Task brief – Transcribe, word for word, the part of the entries below that opens with the line containing "of the dark" and closes with the line containing "pixel 650 517", including both of those lines.

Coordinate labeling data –
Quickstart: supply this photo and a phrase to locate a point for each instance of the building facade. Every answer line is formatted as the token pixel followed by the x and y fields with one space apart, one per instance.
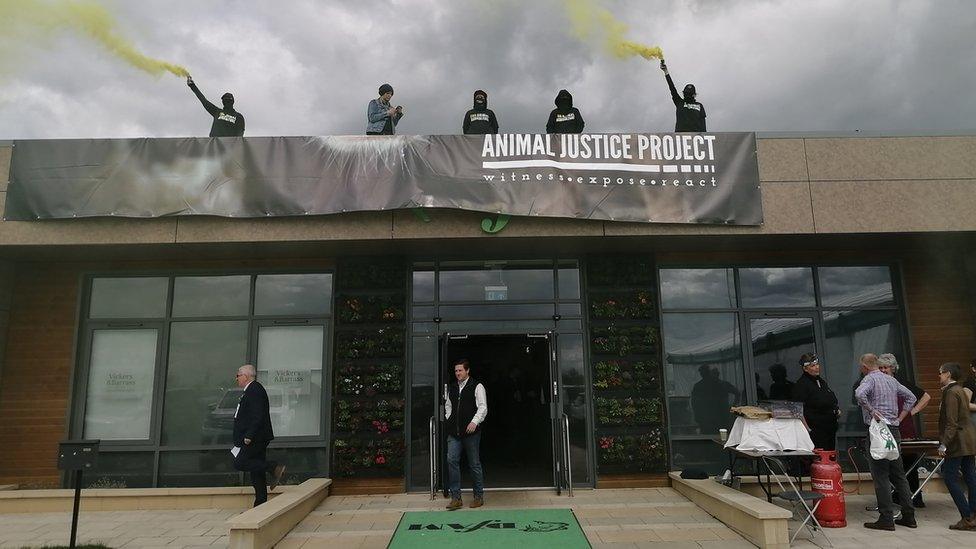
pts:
pixel 613 349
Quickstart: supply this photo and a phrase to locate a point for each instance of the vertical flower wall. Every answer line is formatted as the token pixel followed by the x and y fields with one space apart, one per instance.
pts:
pixel 368 379
pixel 625 357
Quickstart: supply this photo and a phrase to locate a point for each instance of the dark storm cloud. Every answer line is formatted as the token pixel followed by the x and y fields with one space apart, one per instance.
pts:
pixel 308 67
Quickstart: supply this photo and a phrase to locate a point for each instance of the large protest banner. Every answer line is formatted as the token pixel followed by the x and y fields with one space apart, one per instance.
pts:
pixel 660 178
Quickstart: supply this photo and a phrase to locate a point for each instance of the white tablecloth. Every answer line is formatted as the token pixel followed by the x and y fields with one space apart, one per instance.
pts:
pixel 769 434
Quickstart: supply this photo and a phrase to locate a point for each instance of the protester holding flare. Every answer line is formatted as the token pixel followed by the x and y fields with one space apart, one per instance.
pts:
pixel 690 114
pixel 227 121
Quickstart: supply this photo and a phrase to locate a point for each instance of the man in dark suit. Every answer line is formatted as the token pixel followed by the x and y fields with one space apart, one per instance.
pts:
pixel 252 434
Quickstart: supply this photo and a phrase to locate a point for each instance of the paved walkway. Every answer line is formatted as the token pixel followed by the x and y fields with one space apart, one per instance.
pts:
pixel 932 532
pixel 196 528
pixel 650 517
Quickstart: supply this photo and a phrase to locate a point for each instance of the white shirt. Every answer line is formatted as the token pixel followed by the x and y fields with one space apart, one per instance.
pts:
pixel 480 400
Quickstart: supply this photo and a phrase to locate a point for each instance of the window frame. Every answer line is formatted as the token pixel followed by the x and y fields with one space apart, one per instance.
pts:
pixel 82 360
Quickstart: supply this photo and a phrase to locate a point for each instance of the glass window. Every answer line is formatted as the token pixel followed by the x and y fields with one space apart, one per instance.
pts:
pixel 703 371
pixel 211 295
pixel 777 344
pixel 423 285
pixel 497 283
pixel 121 470
pixel 848 335
pixel 777 287
pixel 855 286
pixel 572 364
pixel 120 384
pixel 137 297
pixel 569 280
pixel 297 294
pixel 422 407
pixel 200 468
pixel 290 368
pixel 697 288
pixel 201 392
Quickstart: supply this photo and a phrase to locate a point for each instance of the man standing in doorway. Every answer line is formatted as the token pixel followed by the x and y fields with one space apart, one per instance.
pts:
pixel 466 406
pixel 878 395
pixel 252 434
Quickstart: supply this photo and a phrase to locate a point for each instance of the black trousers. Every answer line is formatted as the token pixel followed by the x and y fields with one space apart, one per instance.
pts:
pixel 252 459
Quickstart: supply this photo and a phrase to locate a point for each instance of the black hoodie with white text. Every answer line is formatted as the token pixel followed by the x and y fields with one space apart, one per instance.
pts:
pixel 480 120
pixel 565 118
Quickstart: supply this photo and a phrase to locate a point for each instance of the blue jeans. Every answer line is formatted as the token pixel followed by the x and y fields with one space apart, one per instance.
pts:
pixel 472 448
pixel 950 473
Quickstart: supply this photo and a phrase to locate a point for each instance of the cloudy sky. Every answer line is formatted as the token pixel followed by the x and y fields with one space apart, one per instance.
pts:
pixel 307 67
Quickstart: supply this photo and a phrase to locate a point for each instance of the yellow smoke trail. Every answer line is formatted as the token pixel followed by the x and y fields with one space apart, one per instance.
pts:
pixel 590 20
pixel 37 19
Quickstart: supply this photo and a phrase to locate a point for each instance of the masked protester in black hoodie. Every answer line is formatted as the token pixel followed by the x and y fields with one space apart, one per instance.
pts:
pixel 227 122
pixel 689 114
pixel 565 118
pixel 480 120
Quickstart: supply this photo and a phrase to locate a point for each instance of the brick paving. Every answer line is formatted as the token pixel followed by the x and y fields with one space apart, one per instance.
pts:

Output –
Quickstart: supply this photo and a phrase to locate a point for each instance of the dark storm cloud. Every answer line is formatted as the token pixel followed by the x and y fields with one space apart, one per instance.
pts:
pixel 308 67
Quickstart: supply this photo and a phrase to locate a point for each instance of the large protest banner. Every answer line is formatted as the token pixel followed by the x and y fields with one space apart, one per instance.
pts:
pixel 660 178
Quickstart: supply this photo and a phrase to locate a point for each instance of the white tablecloth. Every answer line is formatted as the token pixel followed by the x and y fields with one space apart, one per instance.
pts:
pixel 769 434
Quickstart: supply this photo and a phrase to locate a point for each instance of the protester holding flare. Every answer line is formatted as the token pixel followed by the x and y fields with one space apart, one per instance.
pts:
pixel 690 114
pixel 227 121
Quickstart: supply this photo and a phrase to locate a point for each instance of the man in dark suit. Every answer line is formatted as the token pixel followed by the x and y fields with one space apart, one per instance.
pts:
pixel 252 434
Quickstart: supply this photo and a phrase to locate a point for each instance of the paved walkway. Every answer line is formatted as the token pixel followed by the x and y fields with one space apart, one per instance.
pts:
pixel 932 532
pixel 196 528
pixel 650 517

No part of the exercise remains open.